### To do
Copy, without changing anything, the lines of the entries from the one containing "the wooden frame" up to and including the final line of the entries.

### Data in this exercise

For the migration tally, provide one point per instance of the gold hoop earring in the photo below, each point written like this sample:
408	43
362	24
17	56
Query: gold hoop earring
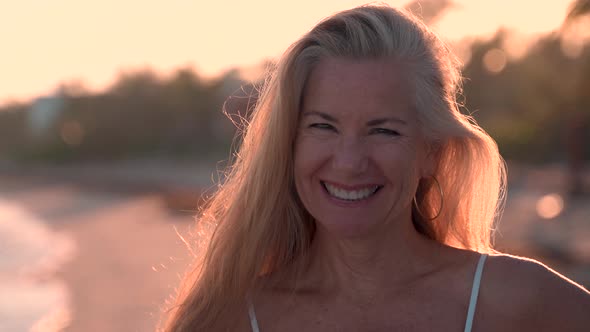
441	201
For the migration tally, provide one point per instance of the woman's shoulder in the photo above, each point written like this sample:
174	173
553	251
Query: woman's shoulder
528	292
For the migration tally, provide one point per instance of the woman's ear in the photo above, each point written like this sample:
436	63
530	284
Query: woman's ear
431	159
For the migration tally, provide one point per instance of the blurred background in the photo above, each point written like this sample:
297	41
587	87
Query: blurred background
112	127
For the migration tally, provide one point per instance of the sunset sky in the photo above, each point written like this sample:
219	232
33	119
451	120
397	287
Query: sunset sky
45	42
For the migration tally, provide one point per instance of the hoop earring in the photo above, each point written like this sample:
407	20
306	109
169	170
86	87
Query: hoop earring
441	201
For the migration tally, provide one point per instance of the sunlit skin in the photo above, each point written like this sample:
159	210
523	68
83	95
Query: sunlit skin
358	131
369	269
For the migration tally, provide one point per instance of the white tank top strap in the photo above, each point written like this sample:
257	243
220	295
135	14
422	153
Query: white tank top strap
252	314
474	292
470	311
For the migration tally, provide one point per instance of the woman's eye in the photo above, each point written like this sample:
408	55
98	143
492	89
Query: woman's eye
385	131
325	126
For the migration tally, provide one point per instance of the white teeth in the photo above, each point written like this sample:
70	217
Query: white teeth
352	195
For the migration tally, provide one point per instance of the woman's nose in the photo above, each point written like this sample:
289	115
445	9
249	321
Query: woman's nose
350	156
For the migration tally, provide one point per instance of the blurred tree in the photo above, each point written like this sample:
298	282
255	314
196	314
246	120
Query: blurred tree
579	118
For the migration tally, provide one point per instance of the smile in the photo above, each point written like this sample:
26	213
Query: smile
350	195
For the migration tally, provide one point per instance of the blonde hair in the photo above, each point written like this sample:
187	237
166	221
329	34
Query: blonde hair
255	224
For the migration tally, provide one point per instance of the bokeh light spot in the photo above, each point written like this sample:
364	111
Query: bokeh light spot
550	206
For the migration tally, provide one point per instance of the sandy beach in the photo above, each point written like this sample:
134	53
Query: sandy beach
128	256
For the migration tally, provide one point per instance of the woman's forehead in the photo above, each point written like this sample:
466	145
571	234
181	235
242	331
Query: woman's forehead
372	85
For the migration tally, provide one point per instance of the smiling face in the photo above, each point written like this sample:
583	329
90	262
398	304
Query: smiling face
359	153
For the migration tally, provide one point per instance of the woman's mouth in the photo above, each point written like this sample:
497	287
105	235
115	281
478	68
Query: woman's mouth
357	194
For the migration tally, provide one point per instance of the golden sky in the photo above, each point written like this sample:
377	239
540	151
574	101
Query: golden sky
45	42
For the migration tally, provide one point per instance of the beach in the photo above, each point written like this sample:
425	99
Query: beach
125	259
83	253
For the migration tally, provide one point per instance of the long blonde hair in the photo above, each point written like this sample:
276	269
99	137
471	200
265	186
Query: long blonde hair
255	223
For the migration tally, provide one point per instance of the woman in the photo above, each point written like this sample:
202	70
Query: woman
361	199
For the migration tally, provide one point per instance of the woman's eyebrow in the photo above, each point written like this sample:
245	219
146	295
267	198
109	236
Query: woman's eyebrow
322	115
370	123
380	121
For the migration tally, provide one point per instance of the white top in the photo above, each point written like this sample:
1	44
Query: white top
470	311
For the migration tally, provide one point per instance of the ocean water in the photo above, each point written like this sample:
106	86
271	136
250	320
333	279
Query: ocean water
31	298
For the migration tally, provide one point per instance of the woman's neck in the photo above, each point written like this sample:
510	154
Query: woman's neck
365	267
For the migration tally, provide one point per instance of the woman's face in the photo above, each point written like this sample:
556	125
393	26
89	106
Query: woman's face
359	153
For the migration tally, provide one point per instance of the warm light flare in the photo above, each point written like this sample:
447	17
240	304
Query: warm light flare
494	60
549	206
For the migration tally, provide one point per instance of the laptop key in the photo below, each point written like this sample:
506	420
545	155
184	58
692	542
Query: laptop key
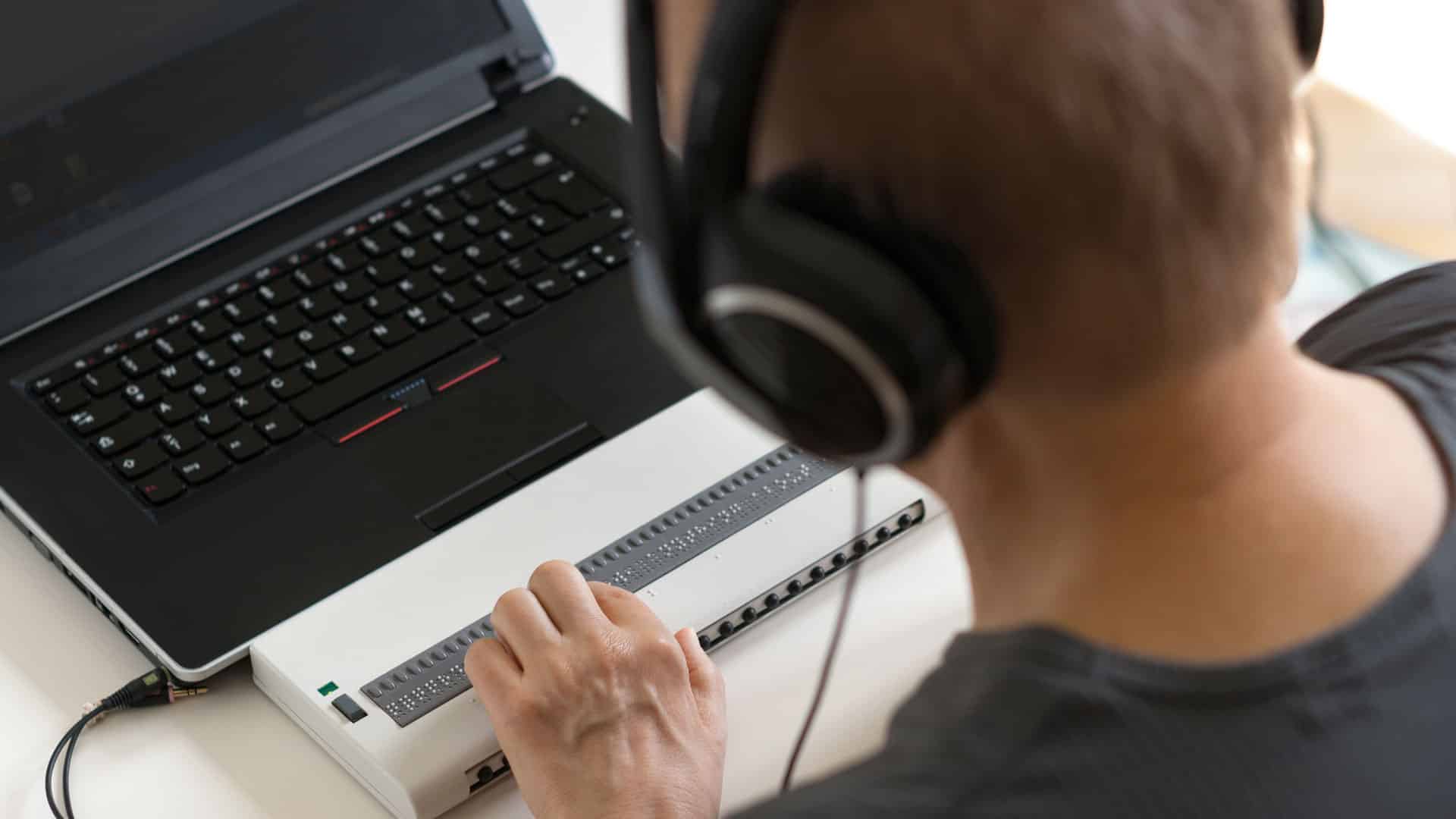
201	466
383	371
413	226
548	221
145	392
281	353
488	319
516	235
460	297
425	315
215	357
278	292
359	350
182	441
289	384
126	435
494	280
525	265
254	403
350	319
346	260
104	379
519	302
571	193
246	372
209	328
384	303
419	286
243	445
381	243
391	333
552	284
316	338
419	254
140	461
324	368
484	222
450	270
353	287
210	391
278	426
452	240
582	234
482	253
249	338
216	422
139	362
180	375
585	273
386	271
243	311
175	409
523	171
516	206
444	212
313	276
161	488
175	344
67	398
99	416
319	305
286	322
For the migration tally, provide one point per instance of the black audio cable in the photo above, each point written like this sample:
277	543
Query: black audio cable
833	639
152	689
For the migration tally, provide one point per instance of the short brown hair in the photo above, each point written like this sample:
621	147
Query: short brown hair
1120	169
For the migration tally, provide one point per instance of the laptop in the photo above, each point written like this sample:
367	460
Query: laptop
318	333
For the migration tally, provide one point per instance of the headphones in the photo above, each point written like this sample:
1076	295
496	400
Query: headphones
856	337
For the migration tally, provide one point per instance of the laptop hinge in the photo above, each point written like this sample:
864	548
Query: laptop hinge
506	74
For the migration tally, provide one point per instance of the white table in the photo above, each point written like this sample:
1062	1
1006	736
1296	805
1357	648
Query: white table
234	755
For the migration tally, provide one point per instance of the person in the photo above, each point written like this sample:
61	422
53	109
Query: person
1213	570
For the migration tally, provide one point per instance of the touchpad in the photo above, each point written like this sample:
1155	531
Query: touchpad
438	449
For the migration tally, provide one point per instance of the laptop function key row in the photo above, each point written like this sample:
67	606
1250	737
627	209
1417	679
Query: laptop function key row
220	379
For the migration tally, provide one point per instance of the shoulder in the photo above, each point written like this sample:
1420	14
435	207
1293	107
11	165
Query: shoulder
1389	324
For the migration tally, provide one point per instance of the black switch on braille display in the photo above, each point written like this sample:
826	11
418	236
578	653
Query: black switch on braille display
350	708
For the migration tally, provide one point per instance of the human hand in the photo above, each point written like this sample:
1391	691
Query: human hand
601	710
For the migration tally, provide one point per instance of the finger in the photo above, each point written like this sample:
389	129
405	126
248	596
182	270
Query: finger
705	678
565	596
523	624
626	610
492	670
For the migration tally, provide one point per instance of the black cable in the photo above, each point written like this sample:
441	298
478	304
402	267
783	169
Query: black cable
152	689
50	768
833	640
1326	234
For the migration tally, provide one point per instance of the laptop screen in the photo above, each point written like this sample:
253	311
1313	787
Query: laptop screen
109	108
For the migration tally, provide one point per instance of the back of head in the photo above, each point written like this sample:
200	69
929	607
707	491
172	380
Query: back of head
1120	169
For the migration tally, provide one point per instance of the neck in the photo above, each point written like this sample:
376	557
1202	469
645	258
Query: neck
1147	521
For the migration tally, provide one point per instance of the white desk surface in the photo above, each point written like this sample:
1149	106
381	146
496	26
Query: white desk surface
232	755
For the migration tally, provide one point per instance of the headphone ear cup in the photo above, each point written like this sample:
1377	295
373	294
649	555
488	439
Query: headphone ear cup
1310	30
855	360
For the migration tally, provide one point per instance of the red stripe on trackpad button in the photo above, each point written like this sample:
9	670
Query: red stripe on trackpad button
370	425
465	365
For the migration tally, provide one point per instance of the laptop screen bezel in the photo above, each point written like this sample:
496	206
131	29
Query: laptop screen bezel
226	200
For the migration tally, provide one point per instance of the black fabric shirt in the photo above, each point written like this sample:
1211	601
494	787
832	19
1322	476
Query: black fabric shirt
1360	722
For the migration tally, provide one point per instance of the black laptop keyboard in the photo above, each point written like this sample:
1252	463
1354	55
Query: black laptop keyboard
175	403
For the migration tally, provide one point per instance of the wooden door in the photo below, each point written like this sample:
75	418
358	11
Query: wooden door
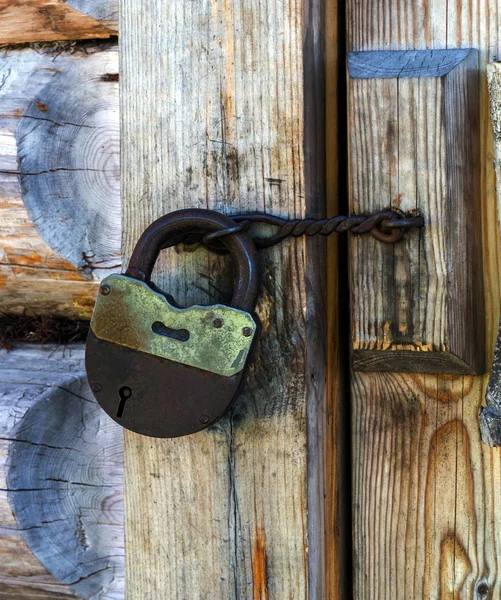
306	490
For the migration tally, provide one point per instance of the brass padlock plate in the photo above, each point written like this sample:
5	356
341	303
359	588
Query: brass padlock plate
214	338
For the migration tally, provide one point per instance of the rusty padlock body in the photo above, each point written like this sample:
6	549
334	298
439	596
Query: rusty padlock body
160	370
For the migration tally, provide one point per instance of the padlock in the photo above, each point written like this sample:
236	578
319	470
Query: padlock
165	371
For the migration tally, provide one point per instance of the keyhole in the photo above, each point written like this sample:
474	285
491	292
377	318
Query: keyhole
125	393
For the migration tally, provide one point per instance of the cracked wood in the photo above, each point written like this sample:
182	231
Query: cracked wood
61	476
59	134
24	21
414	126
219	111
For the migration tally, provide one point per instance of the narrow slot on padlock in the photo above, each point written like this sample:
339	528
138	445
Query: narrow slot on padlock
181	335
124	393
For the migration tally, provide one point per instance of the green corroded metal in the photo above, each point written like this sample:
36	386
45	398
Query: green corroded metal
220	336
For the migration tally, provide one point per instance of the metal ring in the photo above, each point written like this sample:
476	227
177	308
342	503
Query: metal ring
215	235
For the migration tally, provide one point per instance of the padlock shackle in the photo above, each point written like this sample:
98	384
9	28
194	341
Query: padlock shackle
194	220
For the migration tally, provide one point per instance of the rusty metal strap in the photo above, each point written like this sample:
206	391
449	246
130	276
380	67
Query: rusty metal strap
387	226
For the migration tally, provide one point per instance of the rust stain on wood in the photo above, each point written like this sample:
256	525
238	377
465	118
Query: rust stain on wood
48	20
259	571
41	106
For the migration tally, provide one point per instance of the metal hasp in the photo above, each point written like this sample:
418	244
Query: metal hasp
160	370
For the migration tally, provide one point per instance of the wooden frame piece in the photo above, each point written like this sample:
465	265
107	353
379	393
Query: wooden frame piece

### Task output
For the migration tally, provide one point per instance of the wooden frame piece in the photo above, each point written like this sample:
465	265
107	353
379	393
Query: wooden frame piece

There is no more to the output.